# EXERCISE TASK
Output the full material exactly as it appears here.

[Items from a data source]
────────
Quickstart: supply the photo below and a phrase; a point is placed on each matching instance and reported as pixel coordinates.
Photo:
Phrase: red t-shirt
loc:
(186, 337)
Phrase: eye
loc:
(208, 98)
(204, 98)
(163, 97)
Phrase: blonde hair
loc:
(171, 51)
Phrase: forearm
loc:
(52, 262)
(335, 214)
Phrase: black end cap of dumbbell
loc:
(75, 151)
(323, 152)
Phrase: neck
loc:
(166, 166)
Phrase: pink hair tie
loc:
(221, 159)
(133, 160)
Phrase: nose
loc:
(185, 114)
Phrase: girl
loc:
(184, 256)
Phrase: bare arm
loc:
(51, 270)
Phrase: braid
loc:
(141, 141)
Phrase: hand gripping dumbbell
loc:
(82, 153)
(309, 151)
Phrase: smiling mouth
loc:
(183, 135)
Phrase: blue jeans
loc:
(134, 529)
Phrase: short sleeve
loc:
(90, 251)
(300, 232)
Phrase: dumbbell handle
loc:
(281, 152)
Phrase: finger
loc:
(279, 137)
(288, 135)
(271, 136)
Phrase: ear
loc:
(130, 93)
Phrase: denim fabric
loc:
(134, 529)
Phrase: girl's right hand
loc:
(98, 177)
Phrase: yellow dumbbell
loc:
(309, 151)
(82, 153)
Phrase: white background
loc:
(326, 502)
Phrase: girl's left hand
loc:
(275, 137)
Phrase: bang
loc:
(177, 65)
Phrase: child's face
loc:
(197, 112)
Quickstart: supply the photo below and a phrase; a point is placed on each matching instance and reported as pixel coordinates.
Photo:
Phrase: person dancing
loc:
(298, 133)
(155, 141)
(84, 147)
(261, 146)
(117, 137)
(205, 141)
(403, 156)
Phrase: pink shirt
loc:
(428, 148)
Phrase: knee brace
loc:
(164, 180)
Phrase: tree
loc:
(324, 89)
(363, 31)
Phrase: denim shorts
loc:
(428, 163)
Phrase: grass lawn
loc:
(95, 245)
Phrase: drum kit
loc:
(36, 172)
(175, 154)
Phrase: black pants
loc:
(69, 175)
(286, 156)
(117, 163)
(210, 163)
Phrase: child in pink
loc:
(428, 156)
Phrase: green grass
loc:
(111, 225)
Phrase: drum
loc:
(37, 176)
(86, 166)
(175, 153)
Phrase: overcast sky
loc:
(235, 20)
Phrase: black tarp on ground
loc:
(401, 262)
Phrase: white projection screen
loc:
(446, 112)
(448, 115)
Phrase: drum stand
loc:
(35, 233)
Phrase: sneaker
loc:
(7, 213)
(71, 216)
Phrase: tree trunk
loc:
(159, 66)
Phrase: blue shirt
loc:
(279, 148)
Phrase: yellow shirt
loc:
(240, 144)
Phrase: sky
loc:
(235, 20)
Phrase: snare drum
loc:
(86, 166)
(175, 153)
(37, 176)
────────
# SOLUTION BELOW
Quickstart: supply the photo below and a phrase; a point is placed on each matching instance and reported as pixel coordinates.
Photo:
Phrase: red t-shirt
loc:
(186, 337)
Phrase: eye
loc:
(208, 98)
(204, 98)
(163, 97)
Phrase: blonde hair
loc:
(171, 51)
Phrase: forearm
loc:
(52, 262)
(335, 214)
Phrase: black end cap of dumbbell
loc:
(75, 151)
(323, 152)
Phrase: neck
loc:
(166, 166)
Phrase: pink hair tie
loc:
(221, 159)
(133, 160)
Phrase: nose
loc:
(185, 114)
Phrase: girl
loc:
(184, 256)
Phrase: bare arm
loc:
(51, 270)
Phrase: braid
loc:
(141, 141)
Phrase: hand gripping dumbbell
loc:
(82, 153)
(309, 151)
Phrase: smiling mouth
loc:
(183, 135)
Phrase: blue jeans
loc:
(134, 529)
Phrase: short sleeve
loc:
(90, 251)
(300, 232)
Phrase: dumbbell handle
loc:
(281, 152)
Phrase: finger
loc:
(279, 137)
(288, 135)
(271, 136)
Phrase: ear
loc:
(130, 93)
Phrase: denim fabric
loc:
(134, 529)
Phrase: girl's right hand
loc:
(98, 177)
Phrase: yellow dumbbell
loc:
(309, 151)
(82, 153)
Phrase: white background
loc:
(326, 502)
Phrase: girl's left hand
loc:
(275, 137)
Phrase: bang
loc:
(177, 65)
Phrase: child's face
loc:
(197, 112)
Quickstart: supply the photo below and a phrase; a point is placed on each matching instance and reported as pixel coordinates.
Photo:
Phrase: person dancing
loc:
(298, 133)
(155, 141)
(84, 147)
(261, 146)
(117, 137)
(205, 141)
(403, 156)
Phrase: pink shirt
loc:
(428, 148)
Phrase: knee brace
loc:
(164, 180)
Phrase: tree
loc:
(324, 89)
(363, 31)
Phrase: denim shorts
loc:
(428, 163)
Phrase: grass lawn
loc:
(95, 245)
Phrase: drum kit
loc:
(36, 172)
(175, 154)
Phrase: black pants
loc:
(69, 175)
(286, 156)
(117, 163)
(210, 163)
Phrase: child in pink
loc:
(428, 156)
Phrase: green grass
loc:
(111, 225)
Phrase: drum
loc:
(37, 176)
(86, 166)
(175, 153)
Phrase: overcast sky
loc:
(235, 20)
Phrase: black tarp on ground
loc:
(401, 262)
Phrase: white projection screen
loc:
(446, 112)
(448, 115)
Phrase: drum stand
loc:
(35, 233)
Phrase: sneaker
loc:
(7, 213)
(71, 216)
Phrase: tree trunk
loc:
(159, 66)
Phrase: blue shirt
loc:
(279, 148)
Phrase: yellow shirt
loc:
(240, 144)
Phrase: sky
loc:
(235, 20)
Phrase: snare drum
loc:
(86, 166)
(175, 153)
(37, 176)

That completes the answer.